### [Problema assegnato]
Ricopia identiche soltanto queste righe, partendo da quella che contiene "Where can the yellow" e proseguendo fino a quella che contiene "<point>896,212</point>", entrambe incluse.

### [Dati in ingresso]
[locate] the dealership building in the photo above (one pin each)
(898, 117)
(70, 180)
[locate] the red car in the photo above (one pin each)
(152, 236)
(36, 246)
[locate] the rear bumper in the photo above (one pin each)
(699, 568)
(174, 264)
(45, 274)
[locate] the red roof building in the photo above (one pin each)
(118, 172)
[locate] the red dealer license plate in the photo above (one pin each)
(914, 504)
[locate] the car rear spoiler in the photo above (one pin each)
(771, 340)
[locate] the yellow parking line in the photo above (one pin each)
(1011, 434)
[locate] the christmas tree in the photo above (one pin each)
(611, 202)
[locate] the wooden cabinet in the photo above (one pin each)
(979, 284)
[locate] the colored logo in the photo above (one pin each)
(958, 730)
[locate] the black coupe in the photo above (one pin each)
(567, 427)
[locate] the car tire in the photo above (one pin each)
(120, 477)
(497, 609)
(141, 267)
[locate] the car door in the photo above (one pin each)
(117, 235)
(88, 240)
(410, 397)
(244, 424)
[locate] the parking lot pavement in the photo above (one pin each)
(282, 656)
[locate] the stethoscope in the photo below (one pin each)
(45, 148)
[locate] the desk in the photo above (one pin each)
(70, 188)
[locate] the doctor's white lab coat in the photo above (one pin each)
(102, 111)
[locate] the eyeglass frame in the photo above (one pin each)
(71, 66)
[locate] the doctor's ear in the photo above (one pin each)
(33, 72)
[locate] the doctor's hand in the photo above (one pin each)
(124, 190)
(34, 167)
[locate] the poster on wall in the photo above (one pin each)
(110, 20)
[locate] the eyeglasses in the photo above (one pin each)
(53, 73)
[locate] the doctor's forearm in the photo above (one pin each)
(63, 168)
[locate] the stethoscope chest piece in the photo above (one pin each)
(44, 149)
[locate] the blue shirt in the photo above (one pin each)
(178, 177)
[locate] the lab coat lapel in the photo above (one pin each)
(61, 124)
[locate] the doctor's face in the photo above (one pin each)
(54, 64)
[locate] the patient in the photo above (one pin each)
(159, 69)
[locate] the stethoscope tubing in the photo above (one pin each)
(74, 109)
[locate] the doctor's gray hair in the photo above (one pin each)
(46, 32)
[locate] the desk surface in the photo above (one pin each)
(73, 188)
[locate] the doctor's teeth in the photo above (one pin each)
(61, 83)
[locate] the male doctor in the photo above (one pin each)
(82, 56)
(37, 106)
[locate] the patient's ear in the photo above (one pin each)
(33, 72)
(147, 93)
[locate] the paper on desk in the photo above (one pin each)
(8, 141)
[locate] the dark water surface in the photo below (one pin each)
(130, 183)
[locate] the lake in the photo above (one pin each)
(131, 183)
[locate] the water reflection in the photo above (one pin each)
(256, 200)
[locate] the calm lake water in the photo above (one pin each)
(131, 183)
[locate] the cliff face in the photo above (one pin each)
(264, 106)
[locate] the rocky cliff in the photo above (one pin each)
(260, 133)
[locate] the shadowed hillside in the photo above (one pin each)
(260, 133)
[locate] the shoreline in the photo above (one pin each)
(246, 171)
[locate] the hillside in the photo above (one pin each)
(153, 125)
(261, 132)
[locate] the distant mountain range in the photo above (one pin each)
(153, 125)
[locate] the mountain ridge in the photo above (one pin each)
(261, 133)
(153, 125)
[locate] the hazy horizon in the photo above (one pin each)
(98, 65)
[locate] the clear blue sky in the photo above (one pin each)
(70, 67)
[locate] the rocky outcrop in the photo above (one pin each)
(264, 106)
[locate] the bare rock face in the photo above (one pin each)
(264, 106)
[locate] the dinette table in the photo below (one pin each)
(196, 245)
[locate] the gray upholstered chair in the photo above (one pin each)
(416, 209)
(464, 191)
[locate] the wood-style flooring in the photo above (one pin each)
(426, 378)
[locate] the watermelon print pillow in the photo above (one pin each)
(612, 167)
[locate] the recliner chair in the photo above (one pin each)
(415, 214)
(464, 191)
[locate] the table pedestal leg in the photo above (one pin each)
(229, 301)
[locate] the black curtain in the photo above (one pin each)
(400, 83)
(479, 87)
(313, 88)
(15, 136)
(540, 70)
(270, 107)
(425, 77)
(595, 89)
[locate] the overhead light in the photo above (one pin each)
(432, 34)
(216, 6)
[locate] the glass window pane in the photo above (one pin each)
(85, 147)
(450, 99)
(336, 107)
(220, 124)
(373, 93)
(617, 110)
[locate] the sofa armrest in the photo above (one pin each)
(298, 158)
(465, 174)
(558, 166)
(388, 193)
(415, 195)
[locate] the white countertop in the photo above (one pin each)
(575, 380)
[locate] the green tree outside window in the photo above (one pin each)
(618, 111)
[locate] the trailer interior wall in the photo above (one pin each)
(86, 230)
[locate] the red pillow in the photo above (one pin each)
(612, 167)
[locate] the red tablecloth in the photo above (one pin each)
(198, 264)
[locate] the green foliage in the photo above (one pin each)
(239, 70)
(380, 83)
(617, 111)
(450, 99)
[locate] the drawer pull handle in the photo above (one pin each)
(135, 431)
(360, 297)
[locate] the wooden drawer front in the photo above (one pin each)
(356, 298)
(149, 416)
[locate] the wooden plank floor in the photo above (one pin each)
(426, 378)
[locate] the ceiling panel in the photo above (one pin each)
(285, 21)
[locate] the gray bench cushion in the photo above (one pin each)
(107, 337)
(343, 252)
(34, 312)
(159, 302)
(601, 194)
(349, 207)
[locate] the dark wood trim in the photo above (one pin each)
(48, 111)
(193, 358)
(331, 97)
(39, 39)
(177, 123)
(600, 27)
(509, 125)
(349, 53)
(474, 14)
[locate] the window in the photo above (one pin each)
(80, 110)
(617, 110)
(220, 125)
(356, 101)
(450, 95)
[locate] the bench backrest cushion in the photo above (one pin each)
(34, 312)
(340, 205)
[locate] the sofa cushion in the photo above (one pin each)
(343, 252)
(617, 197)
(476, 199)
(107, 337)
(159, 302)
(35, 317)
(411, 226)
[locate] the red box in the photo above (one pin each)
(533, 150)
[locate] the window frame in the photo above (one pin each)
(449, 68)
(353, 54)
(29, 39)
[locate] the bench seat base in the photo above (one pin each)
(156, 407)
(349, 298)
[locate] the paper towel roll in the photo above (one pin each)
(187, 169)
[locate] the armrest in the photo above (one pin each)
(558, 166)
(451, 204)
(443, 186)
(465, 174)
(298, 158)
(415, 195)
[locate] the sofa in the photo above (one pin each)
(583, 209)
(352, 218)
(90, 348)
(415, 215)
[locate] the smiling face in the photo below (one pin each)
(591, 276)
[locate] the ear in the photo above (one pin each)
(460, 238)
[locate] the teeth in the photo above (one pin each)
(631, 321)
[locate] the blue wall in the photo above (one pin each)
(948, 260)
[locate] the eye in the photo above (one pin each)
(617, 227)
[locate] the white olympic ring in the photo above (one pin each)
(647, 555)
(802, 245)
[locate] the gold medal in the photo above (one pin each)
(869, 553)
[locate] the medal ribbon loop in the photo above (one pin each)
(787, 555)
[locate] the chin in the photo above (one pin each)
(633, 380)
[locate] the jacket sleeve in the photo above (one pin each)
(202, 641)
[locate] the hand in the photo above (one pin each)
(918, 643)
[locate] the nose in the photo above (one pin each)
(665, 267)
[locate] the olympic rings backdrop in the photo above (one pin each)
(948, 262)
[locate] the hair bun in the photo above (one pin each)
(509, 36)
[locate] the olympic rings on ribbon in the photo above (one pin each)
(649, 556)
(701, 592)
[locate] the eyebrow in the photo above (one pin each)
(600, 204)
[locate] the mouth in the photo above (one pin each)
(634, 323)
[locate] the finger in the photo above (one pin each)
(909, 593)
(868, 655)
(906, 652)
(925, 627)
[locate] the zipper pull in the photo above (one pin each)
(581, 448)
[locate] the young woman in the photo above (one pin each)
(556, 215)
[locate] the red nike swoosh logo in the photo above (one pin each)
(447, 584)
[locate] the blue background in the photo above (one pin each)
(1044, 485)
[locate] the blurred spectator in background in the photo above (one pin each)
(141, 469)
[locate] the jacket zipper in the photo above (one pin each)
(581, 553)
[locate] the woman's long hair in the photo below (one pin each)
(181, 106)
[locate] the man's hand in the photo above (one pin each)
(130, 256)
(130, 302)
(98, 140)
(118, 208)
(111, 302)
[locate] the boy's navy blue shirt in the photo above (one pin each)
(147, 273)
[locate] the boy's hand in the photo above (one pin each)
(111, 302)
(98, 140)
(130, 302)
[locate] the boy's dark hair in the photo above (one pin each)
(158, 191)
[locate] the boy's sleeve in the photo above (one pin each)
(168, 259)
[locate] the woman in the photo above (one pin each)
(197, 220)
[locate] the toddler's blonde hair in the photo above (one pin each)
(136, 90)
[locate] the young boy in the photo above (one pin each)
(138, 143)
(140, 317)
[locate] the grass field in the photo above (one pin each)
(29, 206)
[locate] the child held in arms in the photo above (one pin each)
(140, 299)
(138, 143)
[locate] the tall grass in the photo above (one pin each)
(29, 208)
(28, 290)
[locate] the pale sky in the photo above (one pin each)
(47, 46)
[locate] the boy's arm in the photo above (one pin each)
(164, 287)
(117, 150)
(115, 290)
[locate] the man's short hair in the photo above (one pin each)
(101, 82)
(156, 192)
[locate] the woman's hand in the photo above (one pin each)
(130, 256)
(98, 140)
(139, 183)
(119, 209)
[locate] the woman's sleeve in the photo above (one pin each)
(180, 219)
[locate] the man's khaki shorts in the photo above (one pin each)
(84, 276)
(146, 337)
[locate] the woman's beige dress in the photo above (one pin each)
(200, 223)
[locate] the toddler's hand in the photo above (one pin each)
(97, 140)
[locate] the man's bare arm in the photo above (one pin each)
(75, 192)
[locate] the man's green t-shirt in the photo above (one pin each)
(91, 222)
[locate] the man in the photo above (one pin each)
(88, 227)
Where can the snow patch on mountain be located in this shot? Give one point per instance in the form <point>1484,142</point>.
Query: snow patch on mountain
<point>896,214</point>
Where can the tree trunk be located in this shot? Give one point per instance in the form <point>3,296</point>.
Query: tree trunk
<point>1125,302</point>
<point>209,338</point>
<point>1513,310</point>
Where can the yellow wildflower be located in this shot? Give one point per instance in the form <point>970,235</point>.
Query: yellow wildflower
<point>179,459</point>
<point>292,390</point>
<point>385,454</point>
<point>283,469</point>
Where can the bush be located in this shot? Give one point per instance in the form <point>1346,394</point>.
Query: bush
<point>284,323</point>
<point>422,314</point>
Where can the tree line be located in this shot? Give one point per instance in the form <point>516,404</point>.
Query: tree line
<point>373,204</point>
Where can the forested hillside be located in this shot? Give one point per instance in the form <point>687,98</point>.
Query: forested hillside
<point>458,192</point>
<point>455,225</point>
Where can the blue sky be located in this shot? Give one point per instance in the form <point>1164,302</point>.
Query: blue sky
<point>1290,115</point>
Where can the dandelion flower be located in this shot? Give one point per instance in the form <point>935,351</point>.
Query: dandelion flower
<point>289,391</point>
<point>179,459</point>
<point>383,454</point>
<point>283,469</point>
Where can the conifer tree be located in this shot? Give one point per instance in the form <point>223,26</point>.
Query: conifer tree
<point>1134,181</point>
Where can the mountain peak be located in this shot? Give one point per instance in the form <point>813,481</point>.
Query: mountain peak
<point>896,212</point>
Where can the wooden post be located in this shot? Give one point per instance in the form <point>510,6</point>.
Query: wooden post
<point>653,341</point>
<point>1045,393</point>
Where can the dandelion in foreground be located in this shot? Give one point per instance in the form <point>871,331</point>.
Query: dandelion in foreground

### [Risposta completa]
Where can the yellow wildflower be located in this shot? Give one point per instance in the form <point>970,235</point>.
Query: yellow wildflower
<point>179,459</point>
<point>292,390</point>
<point>385,454</point>
<point>283,469</point>
Where can the bush be located in this shot? Give one point per instance in the form <point>1346,394</point>.
Query: bush
<point>284,323</point>
<point>422,314</point>
Where can the tree line be located in this shot? Give one point per instance in the form <point>516,404</point>.
Query: tree line
<point>373,204</point>
Where can the forested hillside be located in this shot? Give one point per instance in the form <point>687,98</point>.
Query: forested hillside
<point>458,192</point>
<point>455,225</point>
Where can the blue sky be located in this shot? Give one point per instance in the form <point>1164,302</point>.
Query: blue sky
<point>1290,115</point>
Where can the dandelion flower be located in this shot? Give one point per instance in the form <point>935,351</point>.
Query: dandelion flower
<point>289,391</point>
<point>179,459</point>
<point>383,454</point>
<point>283,469</point>
Where can the conifer tree be located in this shot? Give one point per instance in the form <point>223,26</point>.
Query: conifer tree
<point>1134,181</point>
Where can the mountain peak be located in this shot? Give one point per instance in the form <point>813,481</point>.
Query: mountain peak
<point>896,212</point>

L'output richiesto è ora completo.